▶ _TASK BRIEF_
Copy out every item below, swapping "gripper" for "robot arm" wherever it occurs and leaving everything else unchanged.

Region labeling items
....

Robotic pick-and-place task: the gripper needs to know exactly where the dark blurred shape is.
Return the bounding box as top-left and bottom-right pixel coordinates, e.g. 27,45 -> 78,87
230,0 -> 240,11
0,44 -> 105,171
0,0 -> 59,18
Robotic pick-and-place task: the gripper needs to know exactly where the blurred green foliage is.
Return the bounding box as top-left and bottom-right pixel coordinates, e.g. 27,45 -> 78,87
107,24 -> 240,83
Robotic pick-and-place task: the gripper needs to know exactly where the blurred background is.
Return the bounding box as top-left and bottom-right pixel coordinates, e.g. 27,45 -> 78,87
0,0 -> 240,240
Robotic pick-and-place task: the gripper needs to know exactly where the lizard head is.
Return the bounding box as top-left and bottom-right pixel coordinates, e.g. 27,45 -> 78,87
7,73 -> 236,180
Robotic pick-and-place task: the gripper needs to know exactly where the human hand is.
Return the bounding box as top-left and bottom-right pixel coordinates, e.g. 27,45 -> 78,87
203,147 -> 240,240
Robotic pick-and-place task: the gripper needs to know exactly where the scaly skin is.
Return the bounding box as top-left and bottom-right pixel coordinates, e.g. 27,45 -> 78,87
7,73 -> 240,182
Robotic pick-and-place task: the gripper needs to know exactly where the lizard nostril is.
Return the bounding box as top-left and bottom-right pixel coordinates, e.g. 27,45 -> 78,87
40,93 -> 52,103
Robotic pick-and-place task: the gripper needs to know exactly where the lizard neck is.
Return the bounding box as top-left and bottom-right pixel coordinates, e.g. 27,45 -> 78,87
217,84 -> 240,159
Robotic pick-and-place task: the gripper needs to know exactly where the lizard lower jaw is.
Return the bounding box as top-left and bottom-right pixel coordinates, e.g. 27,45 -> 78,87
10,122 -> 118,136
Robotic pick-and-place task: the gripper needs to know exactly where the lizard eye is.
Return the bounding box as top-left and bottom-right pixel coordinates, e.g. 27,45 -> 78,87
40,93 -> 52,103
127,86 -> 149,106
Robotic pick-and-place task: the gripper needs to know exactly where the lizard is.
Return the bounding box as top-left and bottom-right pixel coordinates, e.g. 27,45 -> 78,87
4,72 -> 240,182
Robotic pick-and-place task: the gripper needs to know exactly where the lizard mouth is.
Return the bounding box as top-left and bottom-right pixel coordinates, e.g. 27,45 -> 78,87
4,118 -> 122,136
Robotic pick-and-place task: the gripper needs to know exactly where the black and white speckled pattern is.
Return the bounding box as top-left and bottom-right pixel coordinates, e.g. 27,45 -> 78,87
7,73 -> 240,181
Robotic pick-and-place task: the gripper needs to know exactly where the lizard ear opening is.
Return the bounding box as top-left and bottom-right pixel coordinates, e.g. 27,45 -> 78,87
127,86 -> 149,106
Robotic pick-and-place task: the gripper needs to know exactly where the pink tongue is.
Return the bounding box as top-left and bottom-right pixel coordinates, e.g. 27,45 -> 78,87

....

▶ _ANSWER FOR THIS EXERCISE_
Robotic pick-and-place task: the robot arm needs to know exactly where the dark blurred shape is.
Return the bounding box as top-left and bottom-right pixel coordinates, e.g. 27,45 -> 78,87
230,0 -> 240,11
0,44 -> 105,171
0,0 -> 59,18
Robotic pick-and-place task: the robot arm needs to know exactly where the blurred green foliage is.
Return the bounding box as top-left and bottom-right pixel coordinates, e.g. 27,45 -> 78,87
107,24 -> 240,83
Robotic pick-and-place task: the robot arm needs to know exactly where the blurred background is.
Return the bounding box as top-left and bottom-right pixel coordinates, e.g. 27,45 -> 78,87
0,0 -> 240,240
Robotic pick-and-place task: the robot arm needs to know exactly where the lizard head is.
Return the bounding box as top-left and bottom-right pixel coordinates, e.g. 27,45 -> 78,87
7,73 -> 236,180
Robotic pick-and-place task: the robot arm needs to know exactly where the human hand is.
Return the bounding box as top-left and bottom-right pixel coordinates, e.g. 27,45 -> 78,87
203,147 -> 240,240
Robotic pick-and-place task: the robot arm needs to know exactly where the scaly skin is.
Return the bounding box as top-left and bottom-right pixel coordinates, e.g. 27,45 -> 78,87
7,73 -> 240,182
Robotic pick-and-place task: the robot arm needs to know exactly where the lizard nostril is.
Return the bounding box as top-left and bottom-right pixel coordinates, e.g. 27,45 -> 78,87
40,93 -> 52,103
Robotic pick-and-place task: the robot arm needs to know exactly where the lizard neck is.
Return the bounding box as top-left and bottom-right pixel coordinates, e.g. 27,45 -> 78,87
217,84 -> 240,159
Robotic pick-and-place task: the robot arm needs to know exactly where the lizard lower jaw is.
Return the bounding box as top-left and bottom-right pixel coordinates, e.g. 27,45 -> 78,87
10,122 -> 118,136
Robotic pick-and-place task: the robot arm needs to know exactly where the lizard eye is.
Return the bounding box as top-left and bottom-right pixel coordinates, e.g. 27,45 -> 78,87
40,93 -> 52,103
127,86 -> 149,106
Robotic pick-and-place task: the robot arm needs to know exactly where the lizard is.
Return the bounding box as top-left and bottom-right pixel coordinates, e.g. 27,45 -> 78,87
4,72 -> 240,182
Robotic pick-and-place task: the robot arm needs to know exactly where the lizard mouth is.
Return the bounding box as top-left and bottom-right pixel coordinates, e.g. 27,45 -> 78,87
4,118 -> 122,136
Robotic pick-and-place task: the robot arm needs to know exactly where the black and white speckled pattern is.
Return the bounding box as top-left and bottom-right pixel coordinates, e.g. 27,45 -> 78,87
7,73 -> 240,181
Robotic pick-and-place task: the robot arm needs to know exactly where the lizard ear opening is.
Return the bounding box as top-left and bottom-right pixel coordinates, e.g. 27,45 -> 78,87
127,86 -> 149,106
Robotic pick-and-place task: the robot arm needs to know exactly where the pink tongue is.
Return the bounding box as top-left and bottom-right pixel coordinates, e.g. 27,45 -> 78,87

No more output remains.